## Directions
Using the records below, output the stretch that opens with the line containing "Point out the cream door in this photo." and closes with the line containing "Point out the yellow scarf in this photo.", exactly and including both lines, with nothing more.
Segment Start: Material for this exercise
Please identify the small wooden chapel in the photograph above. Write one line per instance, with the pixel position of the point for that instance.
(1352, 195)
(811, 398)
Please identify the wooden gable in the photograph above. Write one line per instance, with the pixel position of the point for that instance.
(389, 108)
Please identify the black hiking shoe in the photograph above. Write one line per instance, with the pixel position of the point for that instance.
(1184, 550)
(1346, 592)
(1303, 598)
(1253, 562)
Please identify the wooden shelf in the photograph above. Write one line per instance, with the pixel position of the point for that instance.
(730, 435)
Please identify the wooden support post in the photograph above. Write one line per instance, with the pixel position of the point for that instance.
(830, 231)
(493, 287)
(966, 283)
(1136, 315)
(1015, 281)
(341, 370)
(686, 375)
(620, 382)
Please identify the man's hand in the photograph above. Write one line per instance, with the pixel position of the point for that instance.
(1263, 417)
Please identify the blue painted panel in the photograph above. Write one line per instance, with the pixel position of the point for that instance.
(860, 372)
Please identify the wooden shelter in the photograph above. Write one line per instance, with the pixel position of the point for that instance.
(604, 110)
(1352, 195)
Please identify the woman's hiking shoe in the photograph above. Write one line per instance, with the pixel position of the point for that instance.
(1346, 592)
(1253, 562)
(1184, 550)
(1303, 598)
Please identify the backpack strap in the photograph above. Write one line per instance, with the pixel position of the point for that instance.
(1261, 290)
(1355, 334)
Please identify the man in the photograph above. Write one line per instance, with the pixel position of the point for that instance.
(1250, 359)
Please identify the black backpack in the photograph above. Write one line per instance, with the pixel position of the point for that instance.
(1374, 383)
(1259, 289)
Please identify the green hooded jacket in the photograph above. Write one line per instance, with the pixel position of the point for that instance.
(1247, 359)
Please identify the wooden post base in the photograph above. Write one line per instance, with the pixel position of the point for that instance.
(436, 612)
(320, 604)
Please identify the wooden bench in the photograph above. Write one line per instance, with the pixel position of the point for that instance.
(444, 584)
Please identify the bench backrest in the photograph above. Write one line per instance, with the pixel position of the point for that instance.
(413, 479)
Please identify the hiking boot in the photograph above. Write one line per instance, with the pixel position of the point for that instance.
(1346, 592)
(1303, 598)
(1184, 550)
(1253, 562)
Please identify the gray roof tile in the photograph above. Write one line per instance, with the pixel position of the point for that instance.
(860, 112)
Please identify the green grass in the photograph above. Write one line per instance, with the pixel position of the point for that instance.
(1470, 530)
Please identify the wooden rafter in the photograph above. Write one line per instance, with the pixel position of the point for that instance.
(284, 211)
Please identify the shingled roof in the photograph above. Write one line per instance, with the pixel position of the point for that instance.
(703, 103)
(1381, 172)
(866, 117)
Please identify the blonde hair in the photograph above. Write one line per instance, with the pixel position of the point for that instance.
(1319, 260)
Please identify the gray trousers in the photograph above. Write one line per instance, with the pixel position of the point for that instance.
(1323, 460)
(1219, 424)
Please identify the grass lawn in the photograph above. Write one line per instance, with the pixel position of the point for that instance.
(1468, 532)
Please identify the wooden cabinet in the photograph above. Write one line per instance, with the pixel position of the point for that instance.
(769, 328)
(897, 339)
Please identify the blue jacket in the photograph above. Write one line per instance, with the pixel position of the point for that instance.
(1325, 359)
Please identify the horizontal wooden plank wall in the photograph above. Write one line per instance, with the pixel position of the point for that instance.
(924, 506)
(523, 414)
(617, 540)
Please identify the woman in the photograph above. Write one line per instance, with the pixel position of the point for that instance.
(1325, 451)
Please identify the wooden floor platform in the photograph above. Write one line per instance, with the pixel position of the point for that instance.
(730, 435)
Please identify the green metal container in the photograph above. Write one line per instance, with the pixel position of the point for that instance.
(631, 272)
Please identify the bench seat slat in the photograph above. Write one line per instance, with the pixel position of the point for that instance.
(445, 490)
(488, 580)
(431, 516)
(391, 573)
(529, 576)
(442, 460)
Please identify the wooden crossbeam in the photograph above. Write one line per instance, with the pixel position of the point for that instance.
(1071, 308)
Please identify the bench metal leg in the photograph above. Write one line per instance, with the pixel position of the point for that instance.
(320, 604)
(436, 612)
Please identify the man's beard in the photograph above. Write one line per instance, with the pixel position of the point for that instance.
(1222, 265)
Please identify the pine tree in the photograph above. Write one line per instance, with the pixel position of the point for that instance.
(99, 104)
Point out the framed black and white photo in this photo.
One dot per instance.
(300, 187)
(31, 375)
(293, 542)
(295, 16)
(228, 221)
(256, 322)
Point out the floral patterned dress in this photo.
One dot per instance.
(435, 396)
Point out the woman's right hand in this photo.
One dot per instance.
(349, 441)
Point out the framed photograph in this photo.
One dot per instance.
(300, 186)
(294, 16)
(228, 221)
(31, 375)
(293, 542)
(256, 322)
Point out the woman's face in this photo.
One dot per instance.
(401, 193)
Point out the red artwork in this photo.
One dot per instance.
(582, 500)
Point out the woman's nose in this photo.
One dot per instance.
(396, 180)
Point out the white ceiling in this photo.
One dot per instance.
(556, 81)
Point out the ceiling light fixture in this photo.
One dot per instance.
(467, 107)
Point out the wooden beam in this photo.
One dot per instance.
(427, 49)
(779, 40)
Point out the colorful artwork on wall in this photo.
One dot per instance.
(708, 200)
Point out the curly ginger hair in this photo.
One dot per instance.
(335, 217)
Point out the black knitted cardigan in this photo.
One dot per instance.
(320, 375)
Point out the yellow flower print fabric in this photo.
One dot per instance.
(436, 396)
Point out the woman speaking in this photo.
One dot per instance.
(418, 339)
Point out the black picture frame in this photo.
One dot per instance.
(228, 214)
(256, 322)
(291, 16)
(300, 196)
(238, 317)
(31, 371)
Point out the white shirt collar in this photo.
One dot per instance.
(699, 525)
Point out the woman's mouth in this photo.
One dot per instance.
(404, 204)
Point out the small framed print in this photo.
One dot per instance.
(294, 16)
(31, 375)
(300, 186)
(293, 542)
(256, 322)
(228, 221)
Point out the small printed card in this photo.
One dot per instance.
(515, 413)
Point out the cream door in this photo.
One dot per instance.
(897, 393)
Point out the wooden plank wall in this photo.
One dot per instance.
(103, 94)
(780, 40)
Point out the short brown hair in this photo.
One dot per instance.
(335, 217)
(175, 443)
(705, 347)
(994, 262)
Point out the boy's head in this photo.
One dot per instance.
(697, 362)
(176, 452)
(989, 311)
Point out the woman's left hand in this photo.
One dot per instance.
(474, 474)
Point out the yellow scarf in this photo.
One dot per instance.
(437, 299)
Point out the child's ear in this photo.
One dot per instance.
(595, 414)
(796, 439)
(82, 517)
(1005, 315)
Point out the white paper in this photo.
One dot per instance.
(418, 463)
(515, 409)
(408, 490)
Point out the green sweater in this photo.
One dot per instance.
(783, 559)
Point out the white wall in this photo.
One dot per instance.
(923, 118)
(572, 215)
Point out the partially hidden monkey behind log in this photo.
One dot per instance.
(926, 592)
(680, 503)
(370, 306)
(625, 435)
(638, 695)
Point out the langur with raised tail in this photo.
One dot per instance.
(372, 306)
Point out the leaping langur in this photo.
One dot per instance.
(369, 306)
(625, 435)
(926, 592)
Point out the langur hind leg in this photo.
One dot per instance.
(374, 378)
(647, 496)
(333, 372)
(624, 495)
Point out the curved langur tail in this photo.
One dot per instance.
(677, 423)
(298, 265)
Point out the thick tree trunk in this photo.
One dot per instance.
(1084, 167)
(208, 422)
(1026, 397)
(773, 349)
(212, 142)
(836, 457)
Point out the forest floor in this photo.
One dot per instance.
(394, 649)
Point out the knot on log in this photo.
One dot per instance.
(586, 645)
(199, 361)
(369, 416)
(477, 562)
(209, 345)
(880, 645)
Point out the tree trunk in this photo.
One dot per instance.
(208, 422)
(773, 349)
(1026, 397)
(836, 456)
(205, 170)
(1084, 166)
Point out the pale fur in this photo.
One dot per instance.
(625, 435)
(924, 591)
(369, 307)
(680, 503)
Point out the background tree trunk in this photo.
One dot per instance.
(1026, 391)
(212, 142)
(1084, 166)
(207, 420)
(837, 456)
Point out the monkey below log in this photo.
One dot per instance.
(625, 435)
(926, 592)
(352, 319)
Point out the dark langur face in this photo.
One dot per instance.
Segment End: Material for this exercise
## Written answer
Point out the cream door in this photo.
One dot per instance.
(897, 393)
Point out the wooden plank wall in this photo.
One dot per instance.
(103, 94)
(780, 40)
Point out the short brown hair in this photo.
One dot per instance.
(335, 217)
(175, 443)
(705, 347)
(994, 262)
Point out the boy's head in this photo.
One dot per instance.
(697, 362)
(176, 452)
(989, 311)
Point out the woman's left hand in this photo.
One dot per instance.
(474, 474)
Point out the yellow scarf in this photo.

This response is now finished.